In this case, you need to change .[[variable]] to .data[[variable]], i.e.
library(tidyverse)
set.seed(123)
varA<-rep(c(1:2),times=30)
df1<-data.frame(varA)
df1$var1 <- sample(500:1000, length(df1$varA))
df1 <- df1 %>% mutate(outcome=ifelse(varA==1, "Yes", "No"))
ctn_me <- function(df, var, group_var) {
df %>%
bind_rows(mutate(., !!group_var := "Total")) %>%
group_by(gpvar = .[[group_var]]) %>%
summarise(
median_group = median(.data[[var]], na.rm = TRUE),
N = n()
)
}
ctn_me(df1, "var1", "outcome")
#> # A tibble: 3 × 3
#> gpvar median_group N
#> <chr> <dbl> <int>
#> 1 No 740. 30
#> 2 Total 754 60
#> 3 Yes 776. 30
Created on 2022-07-19 by the reprex package (v2.0.1)

TASK REQUIREMENTS:
List every function called inside the body of the ctn_me function in the R code passage above.

[Rows excerpted from a collection]
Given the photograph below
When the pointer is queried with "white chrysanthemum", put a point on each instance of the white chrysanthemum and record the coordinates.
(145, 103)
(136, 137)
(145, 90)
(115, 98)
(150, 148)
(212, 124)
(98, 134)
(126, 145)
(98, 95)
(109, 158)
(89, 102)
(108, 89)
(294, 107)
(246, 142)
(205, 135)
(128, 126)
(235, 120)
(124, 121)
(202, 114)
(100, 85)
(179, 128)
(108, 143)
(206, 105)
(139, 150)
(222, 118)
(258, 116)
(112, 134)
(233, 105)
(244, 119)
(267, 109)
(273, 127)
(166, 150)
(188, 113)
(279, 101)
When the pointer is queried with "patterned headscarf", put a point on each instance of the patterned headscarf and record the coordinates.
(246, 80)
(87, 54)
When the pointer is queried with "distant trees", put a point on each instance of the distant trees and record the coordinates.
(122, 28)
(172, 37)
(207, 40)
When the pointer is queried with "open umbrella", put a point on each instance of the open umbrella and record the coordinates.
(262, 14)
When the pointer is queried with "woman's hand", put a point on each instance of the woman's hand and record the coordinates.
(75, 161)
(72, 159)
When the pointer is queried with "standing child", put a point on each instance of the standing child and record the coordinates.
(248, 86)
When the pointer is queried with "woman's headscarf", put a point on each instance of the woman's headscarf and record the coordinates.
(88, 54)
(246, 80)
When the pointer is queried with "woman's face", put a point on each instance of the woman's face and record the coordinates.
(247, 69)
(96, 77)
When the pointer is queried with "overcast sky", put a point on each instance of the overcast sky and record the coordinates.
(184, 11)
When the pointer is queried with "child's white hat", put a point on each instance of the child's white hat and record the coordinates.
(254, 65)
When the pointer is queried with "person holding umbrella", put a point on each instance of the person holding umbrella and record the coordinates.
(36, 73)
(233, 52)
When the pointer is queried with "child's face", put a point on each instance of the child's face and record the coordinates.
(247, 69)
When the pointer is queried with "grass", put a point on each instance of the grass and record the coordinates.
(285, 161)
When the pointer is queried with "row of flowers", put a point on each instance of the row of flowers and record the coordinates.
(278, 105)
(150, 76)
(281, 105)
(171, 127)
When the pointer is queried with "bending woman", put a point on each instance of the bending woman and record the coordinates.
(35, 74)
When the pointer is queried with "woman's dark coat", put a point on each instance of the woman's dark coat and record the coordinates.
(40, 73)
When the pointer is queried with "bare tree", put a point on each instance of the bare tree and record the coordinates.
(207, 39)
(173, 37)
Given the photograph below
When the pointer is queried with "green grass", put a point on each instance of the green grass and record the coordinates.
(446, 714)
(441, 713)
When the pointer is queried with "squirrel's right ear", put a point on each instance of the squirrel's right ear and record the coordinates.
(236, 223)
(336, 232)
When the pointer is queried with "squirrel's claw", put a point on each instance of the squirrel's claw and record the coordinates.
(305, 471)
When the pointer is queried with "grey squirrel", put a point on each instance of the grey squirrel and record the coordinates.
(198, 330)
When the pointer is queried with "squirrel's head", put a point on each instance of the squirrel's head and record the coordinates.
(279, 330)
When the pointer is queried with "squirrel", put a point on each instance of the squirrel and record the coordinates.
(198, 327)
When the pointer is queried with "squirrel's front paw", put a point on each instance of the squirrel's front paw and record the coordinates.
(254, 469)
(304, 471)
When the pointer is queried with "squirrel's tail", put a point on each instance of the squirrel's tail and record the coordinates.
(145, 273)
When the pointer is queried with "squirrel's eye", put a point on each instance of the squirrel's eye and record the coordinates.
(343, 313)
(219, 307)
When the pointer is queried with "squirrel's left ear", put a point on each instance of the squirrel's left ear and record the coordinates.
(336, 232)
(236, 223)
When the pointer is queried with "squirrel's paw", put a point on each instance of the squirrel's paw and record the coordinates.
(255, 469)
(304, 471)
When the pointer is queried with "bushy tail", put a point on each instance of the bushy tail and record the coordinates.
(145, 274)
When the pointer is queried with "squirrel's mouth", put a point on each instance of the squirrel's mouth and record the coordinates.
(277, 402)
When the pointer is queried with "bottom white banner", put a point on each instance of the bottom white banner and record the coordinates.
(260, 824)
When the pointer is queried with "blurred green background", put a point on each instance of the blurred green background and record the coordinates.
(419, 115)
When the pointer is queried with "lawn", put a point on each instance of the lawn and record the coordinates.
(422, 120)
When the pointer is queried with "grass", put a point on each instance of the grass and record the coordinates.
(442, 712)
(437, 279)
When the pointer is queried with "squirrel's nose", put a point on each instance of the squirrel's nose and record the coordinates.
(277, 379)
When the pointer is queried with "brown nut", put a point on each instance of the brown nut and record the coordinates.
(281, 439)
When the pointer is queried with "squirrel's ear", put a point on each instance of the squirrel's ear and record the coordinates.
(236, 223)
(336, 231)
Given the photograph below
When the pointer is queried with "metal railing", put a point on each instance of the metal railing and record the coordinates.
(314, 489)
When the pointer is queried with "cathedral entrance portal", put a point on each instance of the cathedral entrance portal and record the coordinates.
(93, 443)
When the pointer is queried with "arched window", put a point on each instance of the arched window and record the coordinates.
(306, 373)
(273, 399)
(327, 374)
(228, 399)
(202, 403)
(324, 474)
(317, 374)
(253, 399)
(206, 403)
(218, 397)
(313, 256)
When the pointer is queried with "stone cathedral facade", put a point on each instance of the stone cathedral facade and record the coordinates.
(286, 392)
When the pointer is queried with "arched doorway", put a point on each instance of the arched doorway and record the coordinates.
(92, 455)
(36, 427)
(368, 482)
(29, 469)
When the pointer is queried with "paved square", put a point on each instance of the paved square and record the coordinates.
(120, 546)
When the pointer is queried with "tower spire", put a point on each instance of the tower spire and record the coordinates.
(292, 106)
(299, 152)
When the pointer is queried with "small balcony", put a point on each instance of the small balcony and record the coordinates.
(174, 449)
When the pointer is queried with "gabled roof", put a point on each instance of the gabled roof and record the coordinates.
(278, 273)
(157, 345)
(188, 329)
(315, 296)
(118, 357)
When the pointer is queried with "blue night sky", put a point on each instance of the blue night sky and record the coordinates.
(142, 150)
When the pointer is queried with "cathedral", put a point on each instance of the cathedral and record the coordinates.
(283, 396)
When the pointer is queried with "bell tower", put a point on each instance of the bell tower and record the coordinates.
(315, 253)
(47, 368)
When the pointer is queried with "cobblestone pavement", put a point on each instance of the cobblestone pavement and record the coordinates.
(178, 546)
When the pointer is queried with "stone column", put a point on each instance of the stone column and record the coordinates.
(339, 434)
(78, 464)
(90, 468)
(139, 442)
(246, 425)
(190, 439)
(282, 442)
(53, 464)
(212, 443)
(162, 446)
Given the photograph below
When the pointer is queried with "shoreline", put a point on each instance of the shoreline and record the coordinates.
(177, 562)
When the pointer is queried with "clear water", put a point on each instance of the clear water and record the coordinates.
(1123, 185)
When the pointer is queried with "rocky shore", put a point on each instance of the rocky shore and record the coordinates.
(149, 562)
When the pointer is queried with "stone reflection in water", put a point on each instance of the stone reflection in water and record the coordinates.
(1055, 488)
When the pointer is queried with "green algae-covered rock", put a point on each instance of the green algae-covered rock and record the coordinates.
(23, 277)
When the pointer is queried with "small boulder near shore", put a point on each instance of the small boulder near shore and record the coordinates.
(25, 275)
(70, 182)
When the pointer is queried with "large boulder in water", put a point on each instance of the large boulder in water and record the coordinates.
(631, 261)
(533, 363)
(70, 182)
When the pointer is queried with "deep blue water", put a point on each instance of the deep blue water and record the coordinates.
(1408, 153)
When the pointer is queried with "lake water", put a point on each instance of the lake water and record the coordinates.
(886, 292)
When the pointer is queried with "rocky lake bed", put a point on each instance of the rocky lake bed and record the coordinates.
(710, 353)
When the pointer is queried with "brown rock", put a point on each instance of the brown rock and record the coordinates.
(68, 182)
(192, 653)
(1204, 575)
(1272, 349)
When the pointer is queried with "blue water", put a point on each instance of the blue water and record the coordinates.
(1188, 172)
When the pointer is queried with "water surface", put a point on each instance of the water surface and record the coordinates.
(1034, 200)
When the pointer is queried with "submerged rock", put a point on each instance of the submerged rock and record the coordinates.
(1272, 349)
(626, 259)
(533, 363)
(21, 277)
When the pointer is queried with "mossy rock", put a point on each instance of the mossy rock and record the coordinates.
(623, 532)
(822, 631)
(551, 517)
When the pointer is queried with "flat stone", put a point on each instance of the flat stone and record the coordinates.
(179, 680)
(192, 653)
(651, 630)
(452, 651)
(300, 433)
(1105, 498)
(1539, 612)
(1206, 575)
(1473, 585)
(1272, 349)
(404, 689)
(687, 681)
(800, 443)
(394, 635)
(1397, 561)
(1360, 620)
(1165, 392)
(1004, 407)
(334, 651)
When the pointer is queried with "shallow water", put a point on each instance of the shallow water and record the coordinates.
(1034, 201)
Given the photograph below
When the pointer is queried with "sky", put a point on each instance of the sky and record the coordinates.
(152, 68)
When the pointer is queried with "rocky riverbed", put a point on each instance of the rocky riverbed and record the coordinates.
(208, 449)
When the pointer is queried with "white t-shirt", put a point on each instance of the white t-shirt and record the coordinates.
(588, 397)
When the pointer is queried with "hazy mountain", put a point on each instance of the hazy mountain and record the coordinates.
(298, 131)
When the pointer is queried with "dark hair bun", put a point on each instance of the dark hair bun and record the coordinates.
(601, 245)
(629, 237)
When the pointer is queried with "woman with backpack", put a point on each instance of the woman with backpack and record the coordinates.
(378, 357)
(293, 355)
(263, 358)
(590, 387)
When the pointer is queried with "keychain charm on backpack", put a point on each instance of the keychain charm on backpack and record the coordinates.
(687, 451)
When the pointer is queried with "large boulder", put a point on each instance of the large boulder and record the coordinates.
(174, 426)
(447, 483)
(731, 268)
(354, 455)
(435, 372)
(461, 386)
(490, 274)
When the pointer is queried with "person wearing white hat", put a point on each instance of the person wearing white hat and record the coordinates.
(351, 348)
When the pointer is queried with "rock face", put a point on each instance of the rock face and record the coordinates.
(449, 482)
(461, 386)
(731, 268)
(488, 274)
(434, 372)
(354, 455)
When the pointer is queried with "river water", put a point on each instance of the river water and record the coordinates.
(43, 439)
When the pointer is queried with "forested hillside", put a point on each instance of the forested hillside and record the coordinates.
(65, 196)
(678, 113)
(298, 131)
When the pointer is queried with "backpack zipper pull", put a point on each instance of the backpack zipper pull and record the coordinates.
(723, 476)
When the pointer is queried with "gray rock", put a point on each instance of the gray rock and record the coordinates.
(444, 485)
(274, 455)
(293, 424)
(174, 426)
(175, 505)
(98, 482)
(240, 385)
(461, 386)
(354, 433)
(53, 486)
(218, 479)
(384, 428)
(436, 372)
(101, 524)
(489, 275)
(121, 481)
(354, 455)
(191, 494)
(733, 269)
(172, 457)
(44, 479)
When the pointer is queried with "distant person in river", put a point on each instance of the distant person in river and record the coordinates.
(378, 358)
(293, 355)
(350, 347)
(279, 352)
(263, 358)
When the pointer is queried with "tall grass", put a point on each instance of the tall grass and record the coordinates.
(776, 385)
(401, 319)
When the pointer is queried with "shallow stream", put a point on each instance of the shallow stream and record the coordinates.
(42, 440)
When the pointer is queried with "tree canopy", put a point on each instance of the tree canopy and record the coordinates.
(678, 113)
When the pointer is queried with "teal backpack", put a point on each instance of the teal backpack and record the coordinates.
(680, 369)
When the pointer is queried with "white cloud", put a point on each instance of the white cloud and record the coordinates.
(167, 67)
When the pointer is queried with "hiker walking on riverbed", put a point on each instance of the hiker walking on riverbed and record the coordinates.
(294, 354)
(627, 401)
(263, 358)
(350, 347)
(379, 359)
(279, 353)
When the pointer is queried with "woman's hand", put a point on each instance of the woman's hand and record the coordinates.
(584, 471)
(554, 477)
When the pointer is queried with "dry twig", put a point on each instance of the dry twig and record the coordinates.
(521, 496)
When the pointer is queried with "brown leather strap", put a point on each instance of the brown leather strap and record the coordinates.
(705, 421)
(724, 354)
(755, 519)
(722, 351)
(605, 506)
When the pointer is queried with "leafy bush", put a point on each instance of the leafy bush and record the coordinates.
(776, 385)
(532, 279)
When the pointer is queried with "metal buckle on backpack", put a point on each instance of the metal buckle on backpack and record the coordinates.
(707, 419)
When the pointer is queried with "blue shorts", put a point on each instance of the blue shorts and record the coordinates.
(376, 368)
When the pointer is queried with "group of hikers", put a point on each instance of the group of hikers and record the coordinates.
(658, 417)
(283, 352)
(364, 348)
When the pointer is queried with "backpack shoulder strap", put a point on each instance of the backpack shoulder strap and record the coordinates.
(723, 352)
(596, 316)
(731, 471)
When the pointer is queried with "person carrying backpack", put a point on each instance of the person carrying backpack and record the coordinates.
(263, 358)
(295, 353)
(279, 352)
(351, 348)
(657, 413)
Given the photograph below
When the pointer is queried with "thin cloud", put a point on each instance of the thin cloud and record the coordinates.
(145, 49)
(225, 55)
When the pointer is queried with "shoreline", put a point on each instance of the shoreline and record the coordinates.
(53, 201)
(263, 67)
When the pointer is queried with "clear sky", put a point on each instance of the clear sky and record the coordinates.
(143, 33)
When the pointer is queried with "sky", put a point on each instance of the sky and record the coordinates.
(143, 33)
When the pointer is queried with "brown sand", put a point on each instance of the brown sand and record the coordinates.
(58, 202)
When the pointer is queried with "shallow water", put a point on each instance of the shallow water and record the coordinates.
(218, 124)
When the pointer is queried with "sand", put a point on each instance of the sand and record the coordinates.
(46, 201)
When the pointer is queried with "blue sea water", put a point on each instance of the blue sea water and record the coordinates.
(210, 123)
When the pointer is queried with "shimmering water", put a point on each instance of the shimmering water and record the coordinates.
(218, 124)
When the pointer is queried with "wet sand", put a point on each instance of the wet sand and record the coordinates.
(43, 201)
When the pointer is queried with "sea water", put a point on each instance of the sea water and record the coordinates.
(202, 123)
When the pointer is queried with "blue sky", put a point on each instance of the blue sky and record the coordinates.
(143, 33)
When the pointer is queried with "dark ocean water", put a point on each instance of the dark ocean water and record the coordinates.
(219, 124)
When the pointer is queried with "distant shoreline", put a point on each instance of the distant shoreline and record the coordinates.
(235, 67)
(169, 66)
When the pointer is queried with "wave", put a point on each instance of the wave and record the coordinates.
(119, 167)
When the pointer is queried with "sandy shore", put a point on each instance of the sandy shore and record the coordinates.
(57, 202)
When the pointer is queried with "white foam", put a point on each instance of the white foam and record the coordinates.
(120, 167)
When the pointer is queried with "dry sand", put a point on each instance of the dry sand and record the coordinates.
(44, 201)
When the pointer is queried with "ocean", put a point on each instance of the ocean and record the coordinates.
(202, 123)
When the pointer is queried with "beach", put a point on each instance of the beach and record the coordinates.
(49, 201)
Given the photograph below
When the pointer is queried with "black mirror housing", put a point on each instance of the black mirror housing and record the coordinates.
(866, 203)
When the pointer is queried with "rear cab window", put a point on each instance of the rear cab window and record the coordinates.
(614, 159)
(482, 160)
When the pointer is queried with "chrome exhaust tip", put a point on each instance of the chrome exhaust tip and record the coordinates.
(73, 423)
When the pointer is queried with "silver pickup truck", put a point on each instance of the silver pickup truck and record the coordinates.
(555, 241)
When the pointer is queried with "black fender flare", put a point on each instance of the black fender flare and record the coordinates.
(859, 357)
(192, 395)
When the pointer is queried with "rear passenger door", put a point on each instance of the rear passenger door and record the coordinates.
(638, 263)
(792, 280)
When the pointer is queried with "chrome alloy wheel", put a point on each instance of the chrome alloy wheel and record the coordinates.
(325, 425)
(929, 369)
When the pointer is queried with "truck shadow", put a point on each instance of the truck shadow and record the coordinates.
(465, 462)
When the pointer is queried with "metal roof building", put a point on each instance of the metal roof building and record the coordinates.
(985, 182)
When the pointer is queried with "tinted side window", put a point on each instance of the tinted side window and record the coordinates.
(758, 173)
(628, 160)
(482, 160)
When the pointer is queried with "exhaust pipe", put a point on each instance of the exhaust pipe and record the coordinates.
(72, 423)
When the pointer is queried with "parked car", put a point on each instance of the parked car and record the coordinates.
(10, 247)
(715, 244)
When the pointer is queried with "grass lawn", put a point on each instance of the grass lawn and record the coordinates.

RESPONSE TO THIS EXERCISE:
bind_rows, mutate, group_by, summarise, median, n